⟨

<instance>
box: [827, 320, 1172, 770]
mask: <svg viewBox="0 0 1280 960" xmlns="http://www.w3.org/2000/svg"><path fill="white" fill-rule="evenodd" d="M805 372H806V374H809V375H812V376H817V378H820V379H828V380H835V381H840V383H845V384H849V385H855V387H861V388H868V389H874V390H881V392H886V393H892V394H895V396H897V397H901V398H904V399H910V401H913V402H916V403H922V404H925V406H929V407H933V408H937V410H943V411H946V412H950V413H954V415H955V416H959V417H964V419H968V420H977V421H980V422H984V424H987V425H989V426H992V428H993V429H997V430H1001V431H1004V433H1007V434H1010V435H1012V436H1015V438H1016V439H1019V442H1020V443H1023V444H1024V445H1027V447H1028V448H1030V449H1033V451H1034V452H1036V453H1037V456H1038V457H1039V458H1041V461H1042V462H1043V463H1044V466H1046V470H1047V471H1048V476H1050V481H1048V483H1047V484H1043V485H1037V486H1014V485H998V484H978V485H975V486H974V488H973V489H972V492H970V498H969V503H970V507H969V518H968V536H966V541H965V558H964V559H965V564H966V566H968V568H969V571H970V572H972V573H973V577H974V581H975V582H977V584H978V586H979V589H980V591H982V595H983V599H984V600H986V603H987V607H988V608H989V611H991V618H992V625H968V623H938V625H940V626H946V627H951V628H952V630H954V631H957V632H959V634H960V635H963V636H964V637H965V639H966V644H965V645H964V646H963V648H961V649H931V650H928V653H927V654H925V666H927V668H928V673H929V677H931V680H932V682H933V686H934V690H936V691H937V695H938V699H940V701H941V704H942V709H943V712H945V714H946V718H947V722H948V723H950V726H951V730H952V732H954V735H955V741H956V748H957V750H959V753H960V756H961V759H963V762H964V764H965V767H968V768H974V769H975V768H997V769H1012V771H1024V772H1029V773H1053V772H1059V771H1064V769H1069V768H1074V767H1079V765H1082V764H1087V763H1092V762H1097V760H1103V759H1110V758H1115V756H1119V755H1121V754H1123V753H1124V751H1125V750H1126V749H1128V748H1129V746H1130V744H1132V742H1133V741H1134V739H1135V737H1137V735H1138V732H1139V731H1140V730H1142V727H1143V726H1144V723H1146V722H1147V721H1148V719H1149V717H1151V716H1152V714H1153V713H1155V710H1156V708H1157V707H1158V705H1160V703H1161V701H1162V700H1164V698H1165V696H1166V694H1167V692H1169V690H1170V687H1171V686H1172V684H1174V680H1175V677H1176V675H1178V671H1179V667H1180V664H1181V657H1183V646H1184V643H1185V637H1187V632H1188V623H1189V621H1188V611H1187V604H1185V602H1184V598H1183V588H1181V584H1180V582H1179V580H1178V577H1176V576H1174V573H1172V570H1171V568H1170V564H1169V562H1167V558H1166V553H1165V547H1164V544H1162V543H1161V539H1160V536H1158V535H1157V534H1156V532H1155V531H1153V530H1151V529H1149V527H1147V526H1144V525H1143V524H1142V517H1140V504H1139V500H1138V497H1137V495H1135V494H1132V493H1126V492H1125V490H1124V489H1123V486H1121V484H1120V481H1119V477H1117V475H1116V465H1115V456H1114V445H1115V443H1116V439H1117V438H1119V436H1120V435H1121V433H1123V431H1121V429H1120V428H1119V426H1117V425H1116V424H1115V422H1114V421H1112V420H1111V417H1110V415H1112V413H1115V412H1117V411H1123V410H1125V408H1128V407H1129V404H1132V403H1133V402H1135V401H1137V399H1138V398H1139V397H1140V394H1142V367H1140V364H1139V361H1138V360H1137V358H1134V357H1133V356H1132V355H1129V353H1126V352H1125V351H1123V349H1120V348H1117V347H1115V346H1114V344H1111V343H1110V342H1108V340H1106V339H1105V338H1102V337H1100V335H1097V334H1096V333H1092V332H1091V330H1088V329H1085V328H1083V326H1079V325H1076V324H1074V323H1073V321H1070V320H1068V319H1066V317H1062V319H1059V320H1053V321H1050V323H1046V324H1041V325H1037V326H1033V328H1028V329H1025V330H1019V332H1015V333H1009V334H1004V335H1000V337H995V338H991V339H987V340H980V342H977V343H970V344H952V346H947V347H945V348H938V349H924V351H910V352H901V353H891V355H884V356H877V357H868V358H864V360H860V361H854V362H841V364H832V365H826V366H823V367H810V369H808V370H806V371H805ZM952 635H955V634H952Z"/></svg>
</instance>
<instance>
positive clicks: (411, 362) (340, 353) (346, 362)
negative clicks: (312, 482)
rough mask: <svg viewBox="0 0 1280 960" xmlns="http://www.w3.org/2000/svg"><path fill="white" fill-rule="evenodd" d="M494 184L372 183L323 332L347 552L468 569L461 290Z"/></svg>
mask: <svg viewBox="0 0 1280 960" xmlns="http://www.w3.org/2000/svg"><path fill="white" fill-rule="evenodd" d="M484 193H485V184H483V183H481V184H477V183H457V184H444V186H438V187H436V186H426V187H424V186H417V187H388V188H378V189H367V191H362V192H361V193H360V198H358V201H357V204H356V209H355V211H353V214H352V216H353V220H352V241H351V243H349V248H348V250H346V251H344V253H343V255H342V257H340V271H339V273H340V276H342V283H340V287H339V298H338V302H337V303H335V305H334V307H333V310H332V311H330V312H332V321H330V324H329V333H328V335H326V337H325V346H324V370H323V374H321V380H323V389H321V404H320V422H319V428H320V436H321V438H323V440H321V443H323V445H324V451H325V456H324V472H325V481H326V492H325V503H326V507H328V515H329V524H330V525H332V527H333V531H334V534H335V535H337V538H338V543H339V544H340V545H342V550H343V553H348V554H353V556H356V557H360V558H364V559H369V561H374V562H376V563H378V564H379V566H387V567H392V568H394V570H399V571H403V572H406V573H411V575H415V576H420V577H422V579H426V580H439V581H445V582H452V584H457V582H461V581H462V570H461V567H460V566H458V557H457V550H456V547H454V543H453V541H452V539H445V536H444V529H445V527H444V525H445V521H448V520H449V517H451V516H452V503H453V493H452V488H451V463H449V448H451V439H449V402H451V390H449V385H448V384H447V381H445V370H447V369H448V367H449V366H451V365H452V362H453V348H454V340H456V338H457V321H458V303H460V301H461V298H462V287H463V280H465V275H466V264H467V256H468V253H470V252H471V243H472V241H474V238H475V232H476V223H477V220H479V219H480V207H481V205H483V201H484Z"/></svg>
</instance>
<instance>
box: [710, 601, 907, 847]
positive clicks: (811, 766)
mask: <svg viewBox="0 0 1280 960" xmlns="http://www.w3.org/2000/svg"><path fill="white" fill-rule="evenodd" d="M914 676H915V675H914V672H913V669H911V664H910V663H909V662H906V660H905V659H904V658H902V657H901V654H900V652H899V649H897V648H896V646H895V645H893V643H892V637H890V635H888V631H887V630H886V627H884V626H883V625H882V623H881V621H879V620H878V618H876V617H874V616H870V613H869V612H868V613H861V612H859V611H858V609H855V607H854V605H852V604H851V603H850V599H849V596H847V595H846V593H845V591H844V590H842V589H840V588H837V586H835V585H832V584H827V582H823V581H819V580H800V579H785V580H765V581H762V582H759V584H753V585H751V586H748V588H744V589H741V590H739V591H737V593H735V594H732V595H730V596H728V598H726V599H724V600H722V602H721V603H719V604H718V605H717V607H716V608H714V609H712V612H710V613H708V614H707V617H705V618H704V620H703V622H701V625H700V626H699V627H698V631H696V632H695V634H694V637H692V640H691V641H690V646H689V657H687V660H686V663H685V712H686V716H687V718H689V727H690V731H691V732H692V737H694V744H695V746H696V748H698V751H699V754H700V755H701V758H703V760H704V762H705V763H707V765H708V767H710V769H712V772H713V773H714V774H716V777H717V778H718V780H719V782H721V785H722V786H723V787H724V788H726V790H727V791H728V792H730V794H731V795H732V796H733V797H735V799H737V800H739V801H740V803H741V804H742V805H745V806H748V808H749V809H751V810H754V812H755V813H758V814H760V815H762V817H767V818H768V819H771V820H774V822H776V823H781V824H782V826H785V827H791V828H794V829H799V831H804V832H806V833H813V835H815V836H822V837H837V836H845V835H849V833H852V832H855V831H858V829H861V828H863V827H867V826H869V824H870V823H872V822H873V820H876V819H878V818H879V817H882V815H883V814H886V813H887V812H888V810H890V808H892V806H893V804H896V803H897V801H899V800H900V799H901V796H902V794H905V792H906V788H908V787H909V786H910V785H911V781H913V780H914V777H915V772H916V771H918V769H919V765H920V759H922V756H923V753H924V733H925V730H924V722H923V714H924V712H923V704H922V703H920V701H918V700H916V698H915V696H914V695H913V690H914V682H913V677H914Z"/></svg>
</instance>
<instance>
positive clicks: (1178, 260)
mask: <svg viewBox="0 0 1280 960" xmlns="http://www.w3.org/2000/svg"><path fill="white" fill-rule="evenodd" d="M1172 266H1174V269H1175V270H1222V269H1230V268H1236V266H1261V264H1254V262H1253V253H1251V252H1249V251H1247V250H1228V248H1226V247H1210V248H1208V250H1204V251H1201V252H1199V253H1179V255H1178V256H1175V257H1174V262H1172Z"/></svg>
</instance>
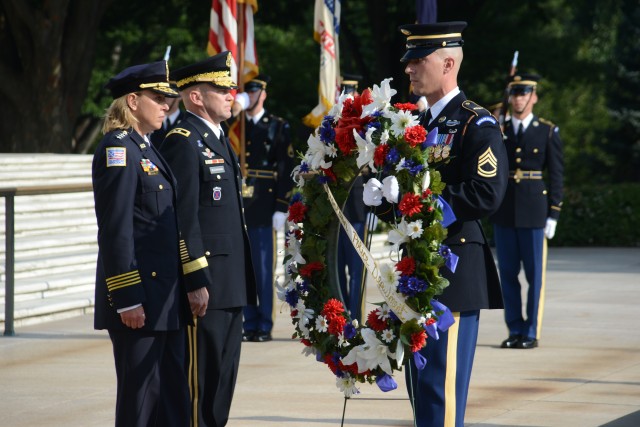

⟩

Copy each line of the listing above that contains the string "clicks". Match it case-sensitively.

positive clicks: (411, 362) (340, 353) (346, 362)
negative clicks: (312, 482)
positive clicks: (811, 766)
positive clicks: (1178, 260)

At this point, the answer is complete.